Exercise objective.
Starting at the top line, print the entries below exactly as they are and skip every picture.

[Saved data entries]

◇ ◇ ◇

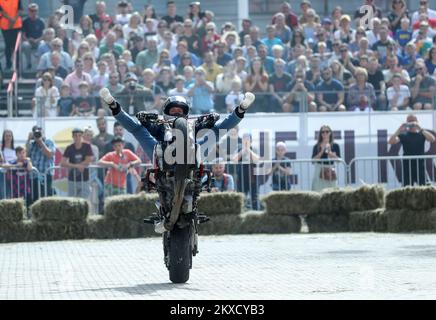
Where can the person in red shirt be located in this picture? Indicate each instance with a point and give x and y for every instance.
(10, 24)
(120, 162)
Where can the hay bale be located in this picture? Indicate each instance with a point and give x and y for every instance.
(134, 207)
(291, 202)
(346, 200)
(405, 220)
(365, 198)
(98, 227)
(272, 224)
(10, 231)
(411, 198)
(364, 221)
(221, 203)
(328, 223)
(13, 210)
(221, 224)
(333, 201)
(61, 210)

◇ ◇ ◇

Written response.
Where can the person in red shirt be located in this picture? Indicate each instance with a point and give x and y for every instance.
(10, 24)
(120, 162)
Where can the hay bale be located in this picture? Indicate each instance with a point and give x and y for every instance.
(134, 207)
(291, 202)
(346, 200)
(405, 220)
(365, 198)
(98, 227)
(272, 224)
(10, 231)
(411, 198)
(364, 221)
(221, 203)
(328, 223)
(13, 210)
(221, 224)
(333, 201)
(61, 210)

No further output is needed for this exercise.